* _ABOUT THIS TASK_: Every line with the string "white" in it belongs in your answer, so copy them all from the data.

*** INFORMATION SHOWN Section Begins ***

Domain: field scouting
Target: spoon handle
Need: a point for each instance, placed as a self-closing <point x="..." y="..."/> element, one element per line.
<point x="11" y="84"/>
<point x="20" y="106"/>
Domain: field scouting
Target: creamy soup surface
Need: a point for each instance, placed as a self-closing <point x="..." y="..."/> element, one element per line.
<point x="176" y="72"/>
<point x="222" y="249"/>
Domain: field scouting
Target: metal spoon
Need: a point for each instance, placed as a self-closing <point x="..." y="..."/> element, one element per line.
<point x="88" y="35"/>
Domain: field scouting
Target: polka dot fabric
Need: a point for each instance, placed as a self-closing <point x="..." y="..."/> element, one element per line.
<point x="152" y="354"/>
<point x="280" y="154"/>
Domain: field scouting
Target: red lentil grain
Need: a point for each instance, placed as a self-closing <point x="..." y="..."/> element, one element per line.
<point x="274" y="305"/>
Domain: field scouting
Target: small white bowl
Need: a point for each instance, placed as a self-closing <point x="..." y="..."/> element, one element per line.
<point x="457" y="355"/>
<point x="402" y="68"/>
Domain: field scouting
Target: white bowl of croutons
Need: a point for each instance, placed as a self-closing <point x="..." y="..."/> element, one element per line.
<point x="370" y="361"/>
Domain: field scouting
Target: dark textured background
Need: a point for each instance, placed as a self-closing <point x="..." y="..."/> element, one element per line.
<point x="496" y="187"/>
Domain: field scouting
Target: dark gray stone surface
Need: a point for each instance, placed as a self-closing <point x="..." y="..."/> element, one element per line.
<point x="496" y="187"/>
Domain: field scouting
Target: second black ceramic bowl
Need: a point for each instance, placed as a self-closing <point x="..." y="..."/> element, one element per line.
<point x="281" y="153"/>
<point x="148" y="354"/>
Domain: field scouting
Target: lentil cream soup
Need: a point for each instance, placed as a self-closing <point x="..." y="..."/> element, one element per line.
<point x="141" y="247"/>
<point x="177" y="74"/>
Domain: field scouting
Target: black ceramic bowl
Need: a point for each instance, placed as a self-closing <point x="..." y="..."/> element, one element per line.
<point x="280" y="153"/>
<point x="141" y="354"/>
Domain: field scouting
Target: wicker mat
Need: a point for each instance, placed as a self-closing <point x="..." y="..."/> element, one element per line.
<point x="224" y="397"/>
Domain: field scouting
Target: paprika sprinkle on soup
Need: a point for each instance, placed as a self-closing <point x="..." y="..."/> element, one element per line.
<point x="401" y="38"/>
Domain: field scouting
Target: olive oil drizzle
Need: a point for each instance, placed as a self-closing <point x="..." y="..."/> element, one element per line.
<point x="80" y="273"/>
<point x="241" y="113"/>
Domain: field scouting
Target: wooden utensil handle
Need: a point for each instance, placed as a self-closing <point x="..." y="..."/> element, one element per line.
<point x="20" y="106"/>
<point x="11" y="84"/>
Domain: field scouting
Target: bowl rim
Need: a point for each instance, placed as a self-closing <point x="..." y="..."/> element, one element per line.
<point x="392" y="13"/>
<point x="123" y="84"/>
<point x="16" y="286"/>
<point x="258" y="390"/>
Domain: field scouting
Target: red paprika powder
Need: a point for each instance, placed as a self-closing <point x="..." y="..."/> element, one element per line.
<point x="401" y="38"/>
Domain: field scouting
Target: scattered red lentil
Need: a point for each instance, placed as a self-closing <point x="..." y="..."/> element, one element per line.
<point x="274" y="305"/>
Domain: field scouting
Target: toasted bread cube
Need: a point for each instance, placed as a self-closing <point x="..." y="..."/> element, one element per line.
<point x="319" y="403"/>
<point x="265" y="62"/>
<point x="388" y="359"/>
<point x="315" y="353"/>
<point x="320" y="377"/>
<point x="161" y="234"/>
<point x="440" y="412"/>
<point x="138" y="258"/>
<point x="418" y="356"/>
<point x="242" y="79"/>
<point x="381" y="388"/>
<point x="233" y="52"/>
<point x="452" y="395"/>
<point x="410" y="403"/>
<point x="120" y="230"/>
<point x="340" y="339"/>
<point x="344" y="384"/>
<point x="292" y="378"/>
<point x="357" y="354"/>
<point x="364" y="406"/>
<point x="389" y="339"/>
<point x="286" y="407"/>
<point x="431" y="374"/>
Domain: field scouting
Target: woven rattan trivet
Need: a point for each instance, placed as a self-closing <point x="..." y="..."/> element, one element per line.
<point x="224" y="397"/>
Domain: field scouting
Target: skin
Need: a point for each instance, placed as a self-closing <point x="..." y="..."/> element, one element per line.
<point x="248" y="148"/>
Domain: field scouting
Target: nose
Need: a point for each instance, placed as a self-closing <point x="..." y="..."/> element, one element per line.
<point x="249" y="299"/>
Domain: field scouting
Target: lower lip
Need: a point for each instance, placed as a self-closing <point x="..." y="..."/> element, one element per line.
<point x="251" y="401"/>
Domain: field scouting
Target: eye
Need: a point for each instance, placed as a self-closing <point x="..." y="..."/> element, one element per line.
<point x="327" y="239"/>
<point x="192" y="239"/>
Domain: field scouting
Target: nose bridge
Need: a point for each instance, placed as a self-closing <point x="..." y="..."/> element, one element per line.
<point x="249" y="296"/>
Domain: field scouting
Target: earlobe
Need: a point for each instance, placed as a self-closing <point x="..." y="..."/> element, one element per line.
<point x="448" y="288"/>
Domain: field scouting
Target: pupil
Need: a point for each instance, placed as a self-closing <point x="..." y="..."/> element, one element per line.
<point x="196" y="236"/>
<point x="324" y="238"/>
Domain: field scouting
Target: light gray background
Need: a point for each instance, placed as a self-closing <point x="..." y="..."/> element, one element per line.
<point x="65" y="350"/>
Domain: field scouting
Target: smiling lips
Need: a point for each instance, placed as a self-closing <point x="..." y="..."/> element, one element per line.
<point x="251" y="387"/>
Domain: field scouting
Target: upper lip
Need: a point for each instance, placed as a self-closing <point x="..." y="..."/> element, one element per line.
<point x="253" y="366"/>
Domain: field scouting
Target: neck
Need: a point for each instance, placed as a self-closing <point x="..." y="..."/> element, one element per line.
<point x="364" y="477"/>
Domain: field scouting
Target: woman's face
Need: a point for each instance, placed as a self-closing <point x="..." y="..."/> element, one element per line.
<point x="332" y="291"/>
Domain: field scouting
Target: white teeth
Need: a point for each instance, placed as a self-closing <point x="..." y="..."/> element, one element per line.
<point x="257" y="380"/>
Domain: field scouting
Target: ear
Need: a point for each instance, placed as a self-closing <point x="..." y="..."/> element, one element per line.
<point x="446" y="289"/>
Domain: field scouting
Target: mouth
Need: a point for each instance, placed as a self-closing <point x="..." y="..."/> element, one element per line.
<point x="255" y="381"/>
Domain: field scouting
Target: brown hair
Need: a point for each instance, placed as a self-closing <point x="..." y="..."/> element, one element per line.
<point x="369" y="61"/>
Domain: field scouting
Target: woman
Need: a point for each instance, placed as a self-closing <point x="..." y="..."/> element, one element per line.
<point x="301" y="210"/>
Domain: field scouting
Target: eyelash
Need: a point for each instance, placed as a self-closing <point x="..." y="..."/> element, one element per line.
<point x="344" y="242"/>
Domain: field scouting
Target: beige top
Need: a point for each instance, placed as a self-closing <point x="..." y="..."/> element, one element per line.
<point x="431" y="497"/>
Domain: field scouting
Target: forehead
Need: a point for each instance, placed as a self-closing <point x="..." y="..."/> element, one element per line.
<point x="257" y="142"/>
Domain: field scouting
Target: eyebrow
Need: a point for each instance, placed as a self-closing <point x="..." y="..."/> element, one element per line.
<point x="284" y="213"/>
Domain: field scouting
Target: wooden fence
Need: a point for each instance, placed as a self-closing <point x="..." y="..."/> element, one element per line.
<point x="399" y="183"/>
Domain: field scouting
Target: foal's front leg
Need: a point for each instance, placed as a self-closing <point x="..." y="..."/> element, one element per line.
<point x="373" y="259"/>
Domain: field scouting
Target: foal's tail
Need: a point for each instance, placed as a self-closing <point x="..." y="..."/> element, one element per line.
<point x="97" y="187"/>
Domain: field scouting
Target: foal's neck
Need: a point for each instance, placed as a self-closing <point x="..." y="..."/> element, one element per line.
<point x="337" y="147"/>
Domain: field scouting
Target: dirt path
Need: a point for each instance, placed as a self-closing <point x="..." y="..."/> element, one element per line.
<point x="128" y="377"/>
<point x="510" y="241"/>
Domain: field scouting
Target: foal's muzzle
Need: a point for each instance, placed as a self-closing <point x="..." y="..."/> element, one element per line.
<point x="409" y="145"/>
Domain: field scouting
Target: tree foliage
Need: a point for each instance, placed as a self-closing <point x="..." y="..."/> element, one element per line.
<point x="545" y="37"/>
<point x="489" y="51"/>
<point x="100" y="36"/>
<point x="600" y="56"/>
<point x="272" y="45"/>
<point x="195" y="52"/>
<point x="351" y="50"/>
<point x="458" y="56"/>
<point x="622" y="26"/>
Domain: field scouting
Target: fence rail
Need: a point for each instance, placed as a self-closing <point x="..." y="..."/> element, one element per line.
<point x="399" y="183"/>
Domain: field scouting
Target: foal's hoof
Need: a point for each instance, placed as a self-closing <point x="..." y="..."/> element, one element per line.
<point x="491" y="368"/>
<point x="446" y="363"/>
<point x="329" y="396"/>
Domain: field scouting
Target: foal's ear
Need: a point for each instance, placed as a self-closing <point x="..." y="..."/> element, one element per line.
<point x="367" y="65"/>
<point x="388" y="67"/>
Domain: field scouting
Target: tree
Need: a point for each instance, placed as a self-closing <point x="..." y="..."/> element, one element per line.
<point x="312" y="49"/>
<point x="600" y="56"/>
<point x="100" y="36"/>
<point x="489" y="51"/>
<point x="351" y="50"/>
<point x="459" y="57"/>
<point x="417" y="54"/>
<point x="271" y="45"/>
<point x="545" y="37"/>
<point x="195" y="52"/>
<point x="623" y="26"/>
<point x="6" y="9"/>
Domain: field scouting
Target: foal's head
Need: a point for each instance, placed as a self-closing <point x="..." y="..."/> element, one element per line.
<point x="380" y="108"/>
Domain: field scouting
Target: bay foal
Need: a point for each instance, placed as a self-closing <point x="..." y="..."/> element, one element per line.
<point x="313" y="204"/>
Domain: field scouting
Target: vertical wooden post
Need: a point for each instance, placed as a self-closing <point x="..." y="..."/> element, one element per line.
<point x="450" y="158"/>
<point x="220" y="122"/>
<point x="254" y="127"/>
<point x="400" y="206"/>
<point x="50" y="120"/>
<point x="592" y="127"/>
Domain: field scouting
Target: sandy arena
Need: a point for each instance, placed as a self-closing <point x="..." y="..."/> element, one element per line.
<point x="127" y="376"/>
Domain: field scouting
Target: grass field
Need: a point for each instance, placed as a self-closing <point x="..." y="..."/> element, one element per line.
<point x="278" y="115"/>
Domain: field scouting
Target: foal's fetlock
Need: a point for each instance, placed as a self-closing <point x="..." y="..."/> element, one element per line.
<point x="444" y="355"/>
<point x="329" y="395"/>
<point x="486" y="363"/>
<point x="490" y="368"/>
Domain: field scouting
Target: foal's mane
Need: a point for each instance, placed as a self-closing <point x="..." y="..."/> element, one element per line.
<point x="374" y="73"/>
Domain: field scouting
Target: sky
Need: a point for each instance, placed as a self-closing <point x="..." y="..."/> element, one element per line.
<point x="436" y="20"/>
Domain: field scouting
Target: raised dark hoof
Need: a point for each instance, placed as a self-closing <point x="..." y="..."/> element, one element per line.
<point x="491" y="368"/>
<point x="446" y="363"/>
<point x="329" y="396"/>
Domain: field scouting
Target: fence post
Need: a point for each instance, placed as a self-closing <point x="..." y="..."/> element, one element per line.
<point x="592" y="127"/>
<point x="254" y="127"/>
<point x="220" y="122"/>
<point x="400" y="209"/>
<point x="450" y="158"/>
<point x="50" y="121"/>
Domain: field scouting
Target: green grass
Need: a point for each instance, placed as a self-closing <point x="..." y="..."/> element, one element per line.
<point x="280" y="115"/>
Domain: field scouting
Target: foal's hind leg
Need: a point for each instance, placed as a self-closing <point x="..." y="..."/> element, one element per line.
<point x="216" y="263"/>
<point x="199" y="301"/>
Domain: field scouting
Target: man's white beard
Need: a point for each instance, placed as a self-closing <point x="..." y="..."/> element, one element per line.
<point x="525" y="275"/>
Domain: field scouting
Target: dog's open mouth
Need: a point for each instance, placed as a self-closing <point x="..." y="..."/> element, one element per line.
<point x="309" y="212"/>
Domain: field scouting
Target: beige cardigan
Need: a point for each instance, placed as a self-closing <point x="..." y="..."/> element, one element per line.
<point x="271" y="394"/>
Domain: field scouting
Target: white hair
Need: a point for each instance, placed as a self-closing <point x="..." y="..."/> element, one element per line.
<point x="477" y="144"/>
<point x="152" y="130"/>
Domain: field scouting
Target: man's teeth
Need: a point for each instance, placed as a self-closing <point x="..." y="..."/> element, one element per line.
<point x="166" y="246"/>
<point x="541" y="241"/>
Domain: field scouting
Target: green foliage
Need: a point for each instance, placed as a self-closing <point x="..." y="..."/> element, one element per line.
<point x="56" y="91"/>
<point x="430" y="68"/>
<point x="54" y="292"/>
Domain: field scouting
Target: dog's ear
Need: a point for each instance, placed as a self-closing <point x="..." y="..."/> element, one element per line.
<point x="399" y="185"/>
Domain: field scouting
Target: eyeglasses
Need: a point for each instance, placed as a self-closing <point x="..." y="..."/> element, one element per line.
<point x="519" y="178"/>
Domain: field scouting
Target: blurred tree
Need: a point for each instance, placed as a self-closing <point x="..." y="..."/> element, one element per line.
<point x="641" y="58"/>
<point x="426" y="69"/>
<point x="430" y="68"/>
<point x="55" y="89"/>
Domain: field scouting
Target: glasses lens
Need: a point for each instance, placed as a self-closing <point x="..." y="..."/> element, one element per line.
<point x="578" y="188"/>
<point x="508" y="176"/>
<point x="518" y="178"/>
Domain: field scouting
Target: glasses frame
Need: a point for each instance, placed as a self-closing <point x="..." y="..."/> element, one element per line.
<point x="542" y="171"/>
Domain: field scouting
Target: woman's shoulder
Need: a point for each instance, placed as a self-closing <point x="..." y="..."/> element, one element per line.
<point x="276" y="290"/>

*** INFORMATION SHOWN Section Ends ***

* _SOLUTION_:
Target: small white bowl
Target: white bowl of croutons
Target: white teeth
Target: man's white beard
Target: white hair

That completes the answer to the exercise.